# Op te lossen opgaven
- A) Beantwoord de volgende vragen aan de hand van de uitspraak van de Hoge Raad. Geef elk antwoord op een eigen regel, gemarkeerd zoals de vraag.
(i) Op welke datum deed de Hoge Raad uitspraak?
(ii) Wat verklaarde de ex-vrouw van de aanvrager?
(iii) Hoe werd er op de aanvraag beslist?
- B) Herschrijf de alinea uit de uitspraak van de Hoge Raad die begint met "Herziening. Medeplegen poging diefstal" als een korte opsomming met de belangrijkste feiten.
- C) Neem uit de uitspraak van de Hoge Raad letterlijk het gedeelte over van "HR, 17-09-2019, nr." tot en met "Strafprocesrecht (V)".

HR, 17-09-2019, nr. 19/02342
ECLI:NL:HR:2019:1361
- Instantie
Hoge Raad
- Datum
17-09-2019
- Zaaknummer
19/02342
- Vakgebied(en)
Strafrecht algemeen (V)
Strafprocesrecht (V)
- Brondocumenten en formele relaties
ECLI:NL:HR:2019:1361, Uitspraak, Hoge Raad (Strafkamer), 17‑09‑2019; (Herziening)
- Vindplaatsen
SR-Updates.nl 2019-0313
Uitspraak 17‑09‑2019
Inhoudsindicatie
Herziening. Medeplegen poging diefstal d.m.v. braak bij bedrijf, art. 311.1 Sr. Aangevoerd wordt dat gelet op verklaring van ex-vrouw van aanvrager, inhoudende dat aanvrager t.t.v. inbraak bij haar thuis sliep, aanvrager had moeten worden vrijgesproken. Gelet op bewijsmateriaal (herkenning van aanvrager als één van personen op camerabeelden van afplakken van bewegingsmelders bij bedrijf en door verbalisant geconstateerde grote gelijkenis tussen aanvrager met persoon op screenshots van camerabeelden) en mede in aanmerking genomen globale aard van verklaring van ex-vrouw kan aan aangevoerde niet ernstig vermoeden worden ontleend dat Hof aanvrager zou hebben vrijgesproken als het met die verklaring bekend was geweest. Volgt afwijzing aanvraag.

Beschrijvingen van regio's in natuurlijke taal
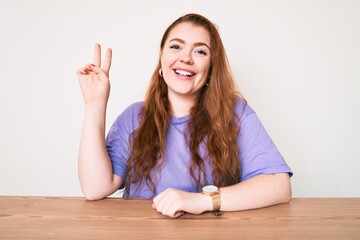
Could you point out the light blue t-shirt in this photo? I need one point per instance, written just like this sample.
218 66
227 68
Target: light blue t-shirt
258 154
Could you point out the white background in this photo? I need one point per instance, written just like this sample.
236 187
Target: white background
296 62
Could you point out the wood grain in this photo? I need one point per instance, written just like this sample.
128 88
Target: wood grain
76 218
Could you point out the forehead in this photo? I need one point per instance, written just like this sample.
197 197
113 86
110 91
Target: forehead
189 33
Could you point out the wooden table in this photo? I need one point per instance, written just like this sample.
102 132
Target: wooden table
76 218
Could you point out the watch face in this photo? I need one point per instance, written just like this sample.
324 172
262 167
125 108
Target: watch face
210 188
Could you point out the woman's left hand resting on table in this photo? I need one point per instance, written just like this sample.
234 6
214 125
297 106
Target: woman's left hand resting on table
256 192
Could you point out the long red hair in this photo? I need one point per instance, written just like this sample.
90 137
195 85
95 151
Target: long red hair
213 121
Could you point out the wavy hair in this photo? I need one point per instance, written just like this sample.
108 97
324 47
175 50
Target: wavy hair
213 121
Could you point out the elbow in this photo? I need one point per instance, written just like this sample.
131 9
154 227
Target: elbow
285 184
92 196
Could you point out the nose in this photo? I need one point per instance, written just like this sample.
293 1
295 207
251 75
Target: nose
186 58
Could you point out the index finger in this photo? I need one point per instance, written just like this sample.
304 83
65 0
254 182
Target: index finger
107 61
97 55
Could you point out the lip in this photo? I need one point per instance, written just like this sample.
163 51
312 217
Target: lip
184 70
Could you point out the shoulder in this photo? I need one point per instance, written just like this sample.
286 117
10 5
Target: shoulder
130 116
242 108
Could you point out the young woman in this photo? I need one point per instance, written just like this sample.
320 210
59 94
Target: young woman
192 130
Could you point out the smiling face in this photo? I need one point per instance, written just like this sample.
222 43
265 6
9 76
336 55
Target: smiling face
185 61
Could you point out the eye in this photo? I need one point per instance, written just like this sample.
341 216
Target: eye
202 52
175 46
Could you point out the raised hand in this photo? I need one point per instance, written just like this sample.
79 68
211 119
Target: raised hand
94 78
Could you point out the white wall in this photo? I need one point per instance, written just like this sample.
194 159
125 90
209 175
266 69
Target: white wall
297 63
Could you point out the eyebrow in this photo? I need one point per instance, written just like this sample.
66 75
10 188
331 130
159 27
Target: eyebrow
195 44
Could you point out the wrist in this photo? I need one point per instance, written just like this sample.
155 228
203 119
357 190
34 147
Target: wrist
213 193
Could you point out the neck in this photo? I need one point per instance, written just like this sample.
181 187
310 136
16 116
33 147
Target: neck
181 106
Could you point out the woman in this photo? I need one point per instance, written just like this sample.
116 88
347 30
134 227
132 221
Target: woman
193 129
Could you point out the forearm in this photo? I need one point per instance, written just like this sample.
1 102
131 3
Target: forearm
256 192
95 170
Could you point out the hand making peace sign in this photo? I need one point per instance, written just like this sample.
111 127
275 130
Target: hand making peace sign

# Opgeloste opdrachten
- A)
(i) Op 17-09-2019.
(ii) Zij verklaarde dat de aanvrager ten tijde van de inbraak bij haar thuis sliep.
(iii) De aanvraag werd afgewezen.

- B)
- Het gaat om een aanvraag tot herziening.
- De veroordeling betrof medeplegen van poging tot diefstal door middel van braak bij een bedrijf (art. 311.1 Sr).
- De aanvrager voert aan dat hij vrijgesproken had moeten worden. Volgens zijn ex-vrouw sliep hij ten tijde van de inbraak bij haar thuis.
- Als bewijs was er een herkenning van de aanvrager als een van de personen op camerabeelden van het afplakken van bewegingsmelders bij het bedrijf.
- Daarnaast stelde een verbalisant een grote gelijkenis vast tussen de aanvrager en een persoon op screenshots van die beelden.
- Gezien dit bewijs en de globale aard van de verklaring van de ex-vrouw ontstaat geen ernstig vermoeden dat het Hof de aanvrager zou hebben vrijgesproken als het die verklaring had gekend.
- De aanvraag wordt afgewezen.

- C)
HR, 17-09-2019, nr. 19/02342
ECLI:NL:HR:2019:1361
- Instantie
Hoge Raad
- Datum
17-09-2019
- Zaaknummer
19/02342
- Vakgebied(en)
Strafrecht algemeen (V)
Strafprocesrecht (V)